Exercise goal - Your answer should be the exact lines of the data below from the one containing "Description of what to find: thin twig" through the one containing "Description of what to find: flower center"; please include nothing else.

Records shown -
"""
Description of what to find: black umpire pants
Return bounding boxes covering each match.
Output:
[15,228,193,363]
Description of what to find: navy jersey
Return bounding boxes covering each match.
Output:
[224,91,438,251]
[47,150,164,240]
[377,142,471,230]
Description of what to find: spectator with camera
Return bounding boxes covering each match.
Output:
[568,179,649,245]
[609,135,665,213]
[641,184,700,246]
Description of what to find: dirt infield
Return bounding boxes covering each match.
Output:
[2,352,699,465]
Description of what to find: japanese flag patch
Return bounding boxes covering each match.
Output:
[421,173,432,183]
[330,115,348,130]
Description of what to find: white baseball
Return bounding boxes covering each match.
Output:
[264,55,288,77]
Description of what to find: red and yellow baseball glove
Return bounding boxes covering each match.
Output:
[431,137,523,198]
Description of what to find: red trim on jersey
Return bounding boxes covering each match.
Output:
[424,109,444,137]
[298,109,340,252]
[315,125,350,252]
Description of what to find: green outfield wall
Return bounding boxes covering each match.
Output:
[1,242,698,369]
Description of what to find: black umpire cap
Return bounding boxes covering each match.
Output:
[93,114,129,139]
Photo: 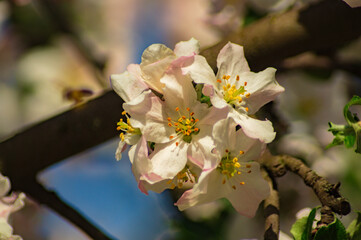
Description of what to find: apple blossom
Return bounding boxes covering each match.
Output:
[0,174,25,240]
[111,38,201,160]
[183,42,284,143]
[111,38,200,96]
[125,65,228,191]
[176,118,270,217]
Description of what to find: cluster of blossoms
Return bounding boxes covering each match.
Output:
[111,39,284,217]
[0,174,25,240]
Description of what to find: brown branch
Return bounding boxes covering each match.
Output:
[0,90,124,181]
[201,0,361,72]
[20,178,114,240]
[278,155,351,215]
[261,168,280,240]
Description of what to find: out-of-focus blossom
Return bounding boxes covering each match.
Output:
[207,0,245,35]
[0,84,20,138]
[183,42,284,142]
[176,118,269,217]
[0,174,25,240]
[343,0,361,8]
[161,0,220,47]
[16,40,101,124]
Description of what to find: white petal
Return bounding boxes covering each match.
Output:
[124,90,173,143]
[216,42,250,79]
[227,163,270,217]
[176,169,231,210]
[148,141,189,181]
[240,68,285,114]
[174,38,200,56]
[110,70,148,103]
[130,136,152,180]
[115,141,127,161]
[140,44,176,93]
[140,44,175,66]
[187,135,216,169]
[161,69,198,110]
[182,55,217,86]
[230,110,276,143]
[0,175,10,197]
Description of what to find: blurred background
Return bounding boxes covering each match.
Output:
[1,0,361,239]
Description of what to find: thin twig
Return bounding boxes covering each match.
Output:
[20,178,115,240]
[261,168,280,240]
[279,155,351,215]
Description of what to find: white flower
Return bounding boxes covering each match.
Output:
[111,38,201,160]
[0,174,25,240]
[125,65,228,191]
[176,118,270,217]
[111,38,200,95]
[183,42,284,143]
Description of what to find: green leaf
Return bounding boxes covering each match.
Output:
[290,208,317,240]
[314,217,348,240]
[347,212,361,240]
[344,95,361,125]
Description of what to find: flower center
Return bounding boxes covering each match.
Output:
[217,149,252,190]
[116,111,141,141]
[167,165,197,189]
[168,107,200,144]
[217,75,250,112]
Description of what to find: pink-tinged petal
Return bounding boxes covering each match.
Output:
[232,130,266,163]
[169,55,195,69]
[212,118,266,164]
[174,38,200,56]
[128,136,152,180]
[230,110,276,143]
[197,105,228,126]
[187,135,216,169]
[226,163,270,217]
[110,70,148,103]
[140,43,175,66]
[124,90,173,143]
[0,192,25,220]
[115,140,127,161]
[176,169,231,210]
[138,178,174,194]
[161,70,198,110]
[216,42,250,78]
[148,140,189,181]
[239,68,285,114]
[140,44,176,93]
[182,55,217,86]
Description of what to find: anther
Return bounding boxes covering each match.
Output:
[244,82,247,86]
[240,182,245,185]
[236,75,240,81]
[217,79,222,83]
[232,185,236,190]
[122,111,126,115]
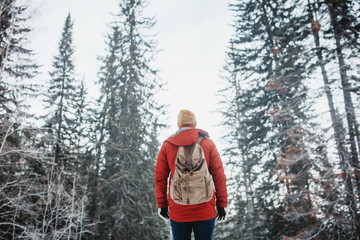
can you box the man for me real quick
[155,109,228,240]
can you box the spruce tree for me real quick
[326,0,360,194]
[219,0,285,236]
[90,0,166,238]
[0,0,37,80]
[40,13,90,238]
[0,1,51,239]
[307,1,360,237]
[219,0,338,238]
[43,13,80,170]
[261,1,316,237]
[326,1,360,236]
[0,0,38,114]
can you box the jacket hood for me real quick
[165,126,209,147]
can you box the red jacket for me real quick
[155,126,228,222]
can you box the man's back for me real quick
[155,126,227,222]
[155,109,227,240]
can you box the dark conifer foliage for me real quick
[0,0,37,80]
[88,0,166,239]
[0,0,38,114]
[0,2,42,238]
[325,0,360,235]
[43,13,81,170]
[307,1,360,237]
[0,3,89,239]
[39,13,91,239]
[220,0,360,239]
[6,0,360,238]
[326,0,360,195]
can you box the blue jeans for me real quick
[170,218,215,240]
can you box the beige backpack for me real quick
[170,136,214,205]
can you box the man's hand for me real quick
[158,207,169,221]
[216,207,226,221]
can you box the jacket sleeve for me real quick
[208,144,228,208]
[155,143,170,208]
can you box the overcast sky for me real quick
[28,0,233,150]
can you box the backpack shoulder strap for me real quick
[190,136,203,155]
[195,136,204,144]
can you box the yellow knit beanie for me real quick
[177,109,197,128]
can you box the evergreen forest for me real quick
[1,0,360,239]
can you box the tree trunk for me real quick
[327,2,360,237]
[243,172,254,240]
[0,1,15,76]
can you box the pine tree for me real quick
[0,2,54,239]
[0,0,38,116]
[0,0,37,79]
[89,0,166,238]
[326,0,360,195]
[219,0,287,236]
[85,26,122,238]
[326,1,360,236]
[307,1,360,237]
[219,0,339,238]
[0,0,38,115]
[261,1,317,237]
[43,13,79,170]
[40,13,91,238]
"""
"""
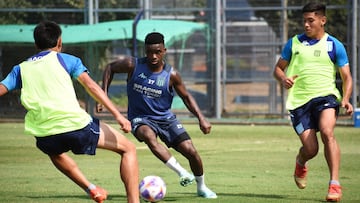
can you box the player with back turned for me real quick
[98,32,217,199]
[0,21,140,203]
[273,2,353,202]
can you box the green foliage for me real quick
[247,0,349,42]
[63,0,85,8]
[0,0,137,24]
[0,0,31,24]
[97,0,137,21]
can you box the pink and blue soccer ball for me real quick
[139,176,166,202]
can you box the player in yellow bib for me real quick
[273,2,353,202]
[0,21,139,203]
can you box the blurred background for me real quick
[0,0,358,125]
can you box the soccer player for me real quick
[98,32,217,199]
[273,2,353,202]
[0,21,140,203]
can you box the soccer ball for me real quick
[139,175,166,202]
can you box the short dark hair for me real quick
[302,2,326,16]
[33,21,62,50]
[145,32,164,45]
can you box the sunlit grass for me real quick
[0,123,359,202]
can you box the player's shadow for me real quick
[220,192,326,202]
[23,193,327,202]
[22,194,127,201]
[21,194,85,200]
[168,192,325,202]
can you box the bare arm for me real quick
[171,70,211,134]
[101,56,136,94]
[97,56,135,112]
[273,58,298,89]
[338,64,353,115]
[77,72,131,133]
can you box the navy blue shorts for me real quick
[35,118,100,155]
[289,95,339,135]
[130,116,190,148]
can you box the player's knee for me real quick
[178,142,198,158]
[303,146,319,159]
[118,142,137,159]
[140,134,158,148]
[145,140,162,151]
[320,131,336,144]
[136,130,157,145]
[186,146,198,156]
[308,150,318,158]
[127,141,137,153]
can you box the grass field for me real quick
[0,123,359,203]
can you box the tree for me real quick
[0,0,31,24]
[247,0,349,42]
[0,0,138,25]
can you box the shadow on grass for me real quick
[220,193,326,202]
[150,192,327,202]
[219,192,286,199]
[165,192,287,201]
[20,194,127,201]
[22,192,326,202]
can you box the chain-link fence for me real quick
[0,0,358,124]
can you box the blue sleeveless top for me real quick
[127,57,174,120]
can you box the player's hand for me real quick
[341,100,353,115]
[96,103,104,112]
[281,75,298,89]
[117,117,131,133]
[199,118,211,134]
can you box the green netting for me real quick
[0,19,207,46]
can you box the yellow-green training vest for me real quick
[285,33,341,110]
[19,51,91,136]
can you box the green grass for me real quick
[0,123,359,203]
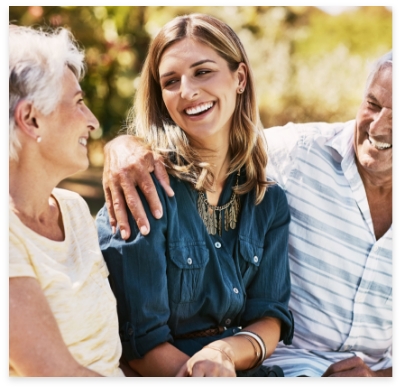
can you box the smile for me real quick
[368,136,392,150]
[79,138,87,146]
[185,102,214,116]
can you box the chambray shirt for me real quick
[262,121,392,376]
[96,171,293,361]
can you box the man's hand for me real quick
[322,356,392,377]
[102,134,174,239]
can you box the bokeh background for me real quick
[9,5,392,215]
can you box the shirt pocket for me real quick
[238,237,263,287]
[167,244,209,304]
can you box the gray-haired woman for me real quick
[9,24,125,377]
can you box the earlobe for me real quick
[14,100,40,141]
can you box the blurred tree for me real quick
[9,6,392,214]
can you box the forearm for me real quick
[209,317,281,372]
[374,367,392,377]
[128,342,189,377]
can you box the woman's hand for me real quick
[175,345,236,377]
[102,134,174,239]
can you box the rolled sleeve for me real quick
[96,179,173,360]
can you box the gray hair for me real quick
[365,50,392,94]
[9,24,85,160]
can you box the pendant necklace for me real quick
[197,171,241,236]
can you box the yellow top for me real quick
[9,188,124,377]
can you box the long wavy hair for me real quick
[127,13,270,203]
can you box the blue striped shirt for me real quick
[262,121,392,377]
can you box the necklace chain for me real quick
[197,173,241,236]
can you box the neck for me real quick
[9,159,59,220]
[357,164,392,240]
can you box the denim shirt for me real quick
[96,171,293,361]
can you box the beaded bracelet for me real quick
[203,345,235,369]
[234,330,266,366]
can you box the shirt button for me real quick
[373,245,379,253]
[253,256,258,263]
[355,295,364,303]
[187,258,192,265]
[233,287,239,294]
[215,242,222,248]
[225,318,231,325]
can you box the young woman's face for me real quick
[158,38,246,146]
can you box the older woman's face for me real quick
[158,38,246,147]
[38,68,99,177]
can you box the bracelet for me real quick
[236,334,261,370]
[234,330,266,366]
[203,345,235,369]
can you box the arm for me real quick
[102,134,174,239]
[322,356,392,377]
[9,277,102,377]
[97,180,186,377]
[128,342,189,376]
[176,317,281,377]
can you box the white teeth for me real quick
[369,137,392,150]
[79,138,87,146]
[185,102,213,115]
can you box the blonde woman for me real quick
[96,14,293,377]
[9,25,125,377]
"""
Answer below -
Description of what to find: thin twig
Return bounding boxes covering each match.
Output:
[20,178,115,240]
[261,168,280,240]
[279,155,351,215]
Description of what to find: white flower
Return bounding boxes covering each match.
Output:
[111,38,201,160]
[0,174,25,240]
[125,65,228,191]
[176,118,270,217]
[111,38,200,95]
[183,42,284,143]
Description of what to find: green leaf
Return bounding boxes covering each match.
Output:
[290,208,317,240]
[314,217,348,240]
[347,212,361,240]
[344,95,361,125]
Description of what to find: flower center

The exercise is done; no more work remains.